▶ _What is required_:
Each entry is to be reproduced verbatim, and images are to be omitted.

═══ Given information ═══

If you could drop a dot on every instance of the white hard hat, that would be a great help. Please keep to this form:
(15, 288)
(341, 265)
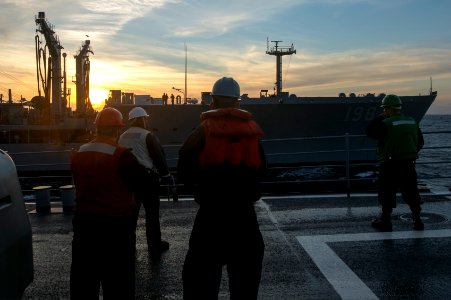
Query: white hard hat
(227, 87)
(137, 112)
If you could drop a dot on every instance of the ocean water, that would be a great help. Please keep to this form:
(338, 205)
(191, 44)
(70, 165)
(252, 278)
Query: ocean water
(433, 165)
(434, 162)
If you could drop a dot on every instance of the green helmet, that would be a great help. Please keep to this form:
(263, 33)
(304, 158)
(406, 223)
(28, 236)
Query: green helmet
(391, 101)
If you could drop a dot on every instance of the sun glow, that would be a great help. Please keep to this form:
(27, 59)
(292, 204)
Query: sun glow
(98, 97)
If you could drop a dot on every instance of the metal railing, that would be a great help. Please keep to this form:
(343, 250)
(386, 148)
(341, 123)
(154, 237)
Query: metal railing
(343, 166)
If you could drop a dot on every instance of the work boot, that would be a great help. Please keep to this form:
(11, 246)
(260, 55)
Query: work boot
(382, 224)
(418, 224)
(156, 250)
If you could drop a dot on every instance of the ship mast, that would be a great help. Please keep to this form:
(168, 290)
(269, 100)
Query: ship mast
(279, 51)
(82, 79)
(54, 77)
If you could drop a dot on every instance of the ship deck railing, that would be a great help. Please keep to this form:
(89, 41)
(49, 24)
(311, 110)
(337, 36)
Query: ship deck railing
(347, 181)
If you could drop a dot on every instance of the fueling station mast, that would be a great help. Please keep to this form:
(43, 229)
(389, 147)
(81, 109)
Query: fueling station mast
(279, 51)
(49, 69)
(82, 65)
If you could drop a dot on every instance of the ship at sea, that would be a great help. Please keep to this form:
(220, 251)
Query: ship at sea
(40, 134)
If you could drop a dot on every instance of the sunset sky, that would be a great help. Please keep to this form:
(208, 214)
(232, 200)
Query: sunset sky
(360, 46)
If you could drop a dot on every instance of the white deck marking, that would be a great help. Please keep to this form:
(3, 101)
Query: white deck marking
(347, 284)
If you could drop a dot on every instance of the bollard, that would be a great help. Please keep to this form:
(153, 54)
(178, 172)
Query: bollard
(42, 196)
(68, 197)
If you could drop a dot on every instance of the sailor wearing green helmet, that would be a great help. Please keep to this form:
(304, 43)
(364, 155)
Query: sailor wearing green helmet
(399, 139)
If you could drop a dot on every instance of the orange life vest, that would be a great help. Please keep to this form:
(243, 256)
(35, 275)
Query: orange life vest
(230, 136)
(98, 185)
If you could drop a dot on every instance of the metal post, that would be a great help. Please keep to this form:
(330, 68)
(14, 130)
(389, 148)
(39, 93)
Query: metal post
(348, 182)
(42, 196)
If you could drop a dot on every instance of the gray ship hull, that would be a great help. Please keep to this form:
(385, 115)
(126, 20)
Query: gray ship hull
(298, 131)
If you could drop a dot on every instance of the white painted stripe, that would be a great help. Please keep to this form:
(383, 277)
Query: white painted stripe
(404, 122)
(347, 284)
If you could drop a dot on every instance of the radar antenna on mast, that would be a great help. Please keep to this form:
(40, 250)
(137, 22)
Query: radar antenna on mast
(279, 51)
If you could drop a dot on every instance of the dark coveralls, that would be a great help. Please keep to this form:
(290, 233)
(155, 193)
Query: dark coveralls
(103, 248)
(223, 162)
(399, 141)
(147, 148)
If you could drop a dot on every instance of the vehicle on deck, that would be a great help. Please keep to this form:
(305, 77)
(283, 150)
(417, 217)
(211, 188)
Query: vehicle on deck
(16, 249)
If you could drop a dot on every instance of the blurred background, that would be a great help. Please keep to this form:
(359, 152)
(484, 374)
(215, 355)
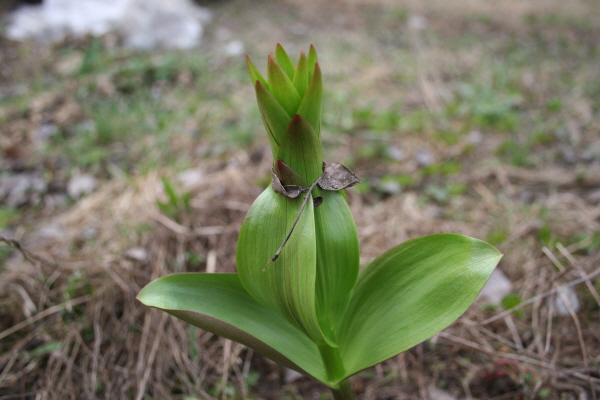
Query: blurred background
(131, 147)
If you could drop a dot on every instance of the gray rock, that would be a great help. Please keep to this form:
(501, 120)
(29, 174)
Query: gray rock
(20, 189)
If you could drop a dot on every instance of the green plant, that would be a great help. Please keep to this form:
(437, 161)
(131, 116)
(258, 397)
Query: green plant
(298, 297)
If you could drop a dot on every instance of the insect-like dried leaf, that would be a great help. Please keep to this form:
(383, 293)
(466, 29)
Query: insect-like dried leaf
(291, 191)
(337, 177)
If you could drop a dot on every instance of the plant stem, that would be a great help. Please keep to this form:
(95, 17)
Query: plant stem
(344, 392)
(335, 371)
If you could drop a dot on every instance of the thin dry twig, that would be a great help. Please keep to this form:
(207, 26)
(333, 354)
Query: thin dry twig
(540, 296)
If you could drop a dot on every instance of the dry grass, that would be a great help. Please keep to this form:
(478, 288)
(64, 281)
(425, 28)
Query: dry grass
(70, 327)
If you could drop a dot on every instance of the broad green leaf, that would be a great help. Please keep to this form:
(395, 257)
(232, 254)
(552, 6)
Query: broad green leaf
(287, 285)
(337, 255)
(281, 86)
(301, 75)
(254, 74)
(219, 304)
(310, 107)
(300, 148)
(284, 61)
(274, 116)
(287, 175)
(410, 293)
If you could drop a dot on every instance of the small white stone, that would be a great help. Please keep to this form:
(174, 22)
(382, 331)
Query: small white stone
(566, 300)
(137, 254)
(234, 48)
(80, 185)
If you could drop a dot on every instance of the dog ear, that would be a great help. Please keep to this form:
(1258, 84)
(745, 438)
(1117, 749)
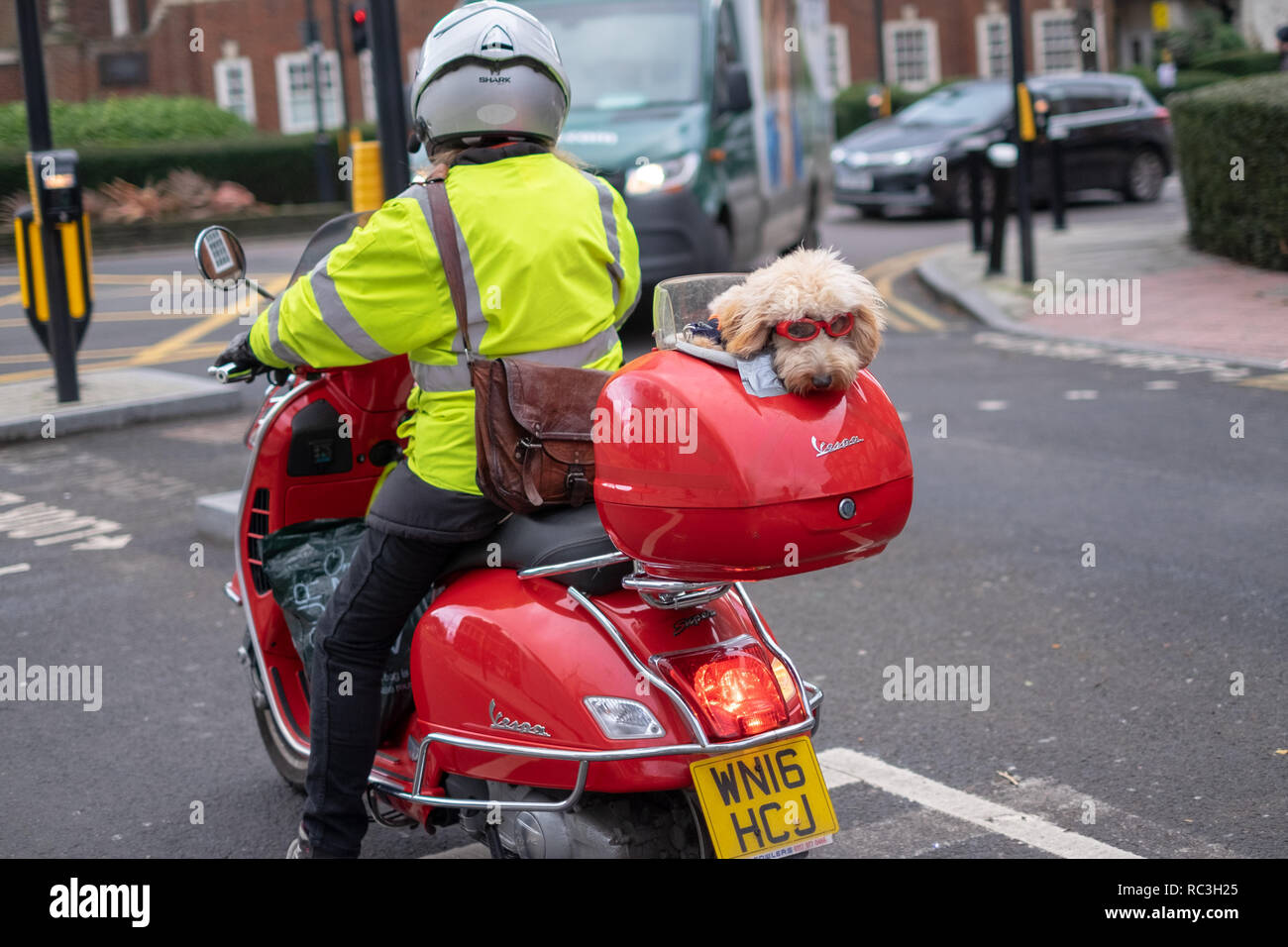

═══

▶ _Written response_:
If you could drop a dot on every instance of the white hard hat, that would be a great help. Please keep to this form:
(15, 288)
(341, 265)
Query: white hard hat
(227, 87)
(137, 112)
If you could drop a dot on every instance of the ocean water, that would be a great help. Please keep to this form:
(338, 205)
(191, 44)
(70, 165)
(252, 278)
Query: ocean water
(433, 165)
(434, 162)
If you could drop a dot on every instance of the green helmet, that would be a great help. Please keep to this form:
(263, 33)
(304, 158)
(406, 223)
(28, 236)
Query: green helmet
(391, 101)
If you could drop a dot on every instance of the sun glow, that would be a great help. Please keep to this form:
(27, 59)
(292, 204)
Query: sun glow
(98, 97)
If you could drop a dot on every instance of the metal railing, that would be a great help. Please keep to this form:
(343, 250)
(386, 148)
(341, 123)
(154, 237)
Query: metal railing
(343, 166)
If you could drop a dot on every instance of the work boot, that would be a great help. Please keep to this form:
(11, 246)
(260, 55)
Query: work boot
(382, 224)
(418, 224)
(156, 250)
If you could drop a dot on every instance of the ship mast, that would be a great help. Please keep to this form:
(168, 290)
(269, 100)
Query: ship mast
(279, 51)
(82, 79)
(54, 77)
If you could drop a dot on every instance of the ship deck railing, that would be a great help. Please keep to this form:
(89, 41)
(49, 24)
(311, 110)
(337, 36)
Query: ship deck railing
(347, 181)
If you could drop a dot on every instance of the fueling station mast, that would be a great help. Please keep to this form:
(43, 229)
(389, 147)
(81, 109)
Query: fueling station mast
(279, 51)
(49, 69)
(82, 65)
If you could drop a dot on every instance of the ship at sea, that would be a great help. Please keep to this form:
(220, 251)
Query: ship at sea
(40, 134)
If you could drop a dot on every instance of the sunset sky, that would be a great help. Please keep to this form:
(208, 214)
(232, 200)
Query: sunset sky
(360, 46)
If you could drop a dot on every instance of the white deck marking, that would be a great help. Please keep to this form:
(3, 101)
Query: white deck marking
(347, 284)
If you could drop a dot on every instance of the bollard, that would be a great help. Please keep to this form:
(153, 54)
(178, 172)
Query: bollard
(42, 196)
(68, 197)
If you could drop a dot on every instance of the sailor wearing green helmet, that would be a great help. Please keep to this form:
(304, 43)
(364, 155)
Query: sailor wearing green helmet
(399, 139)
If you could drop a dot on every instance of the orange life vest, that would be a great help. Please keep to this form:
(243, 256)
(35, 275)
Query: orange life vest
(230, 136)
(98, 185)
If you could drop a dot on every instance of the metal post, that would be a great help. Please keep to this form:
(330, 68)
(14, 130)
(389, 148)
(39, 93)
Query: metal post
(348, 182)
(42, 196)
If you could drop a dot on every instance of the gray ship hull, that would be a great help. Please keep to this form:
(385, 115)
(126, 20)
Query: gray ship hull
(298, 131)
If you could drop a dot on every instance of the white painted stripe, that would be a great help. Please keep to this form:
(383, 277)
Query: white painted stripe
(404, 122)
(347, 284)
If you could drop a dot on every instance of the radar antenna on mast, that would be a great help. Please keep to this form:
(40, 250)
(137, 22)
Query: radar antenna on mast
(279, 51)
If you could drop a dot on every instance of the dark coveralls, that would be a great help. Please keep to this form:
(290, 233)
(155, 193)
Query: dark coveralls
(103, 248)
(223, 162)
(399, 141)
(147, 148)
If you could drop a dot on every instance of the vehicle on deck, that would be a great help. Please keep to this form:
(305, 77)
(283, 150)
(417, 217)
(211, 188)
Query: vehicle on deck
(16, 249)
If you could drop a dot on every instance of the blurred background, that would be a great help. Please keep to this form:
(359, 152)
(484, 374)
(215, 355)
Query: blurred background
(131, 147)
If you could drop a dot on every instance of the gray rock, that would be a great help. Please keep to this form:
(501, 120)
(29, 174)
Query: gray rock
(20, 189)
If you could drop a dot on every instance of the green plant, that would be a great help. Please keep to this form:
(437, 161)
(131, 116)
(258, 397)
Query: green plant
(298, 297)
If you could drop a dot on every instance of the insect-like dried leaf, that would be a great help. Please keep to this form:
(383, 293)
(466, 29)
Query: insect-like dried leaf
(291, 191)
(337, 177)
If you could drop a dot on every instance of the plant stem, that would be a great help. Please keep to this form:
(95, 17)
Query: plant stem
(344, 392)
(335, 371)
If you could drop a dot on every instance of the thin dry twig, that would be a great help. Please keep to this form:
(207, 26)
(333, 354)
Query: thin dry twig
(540, 296)
If you could drop a dot on every instance of the dry grass, that would be a great help. Please keep to this form:
(478, 288)
(64, 281)
(425, 28)
Query: dry grass
(70, 327)
If you could drop a dot on every instance of the broad green leaf, that would be a great help. Please keep to this form:
(395, 257)
(232, 254)
(552, 6)
Query: broad green leaf
(287, 285)
(337, 255)
(281, 86)
(301, 75)
(254, 74)
(219, 304)
(310, 107)
(300, 148)
(284, 61)
(274, 116)
(287, 175)
(410, 293)
If you could drop a dot on every instance of the small white stone, that would be a great help. Please keep to this form:
(174, 22)
(382, 331)
Query: small white stone
(566, 300)
(137, 254)
(234, 48)
(80, 185)
If you could drop a dot on every instance of the dog ear, that would be a great help. Please keep to this form:
(1258, 84)
(745, 438)
(1117, 749)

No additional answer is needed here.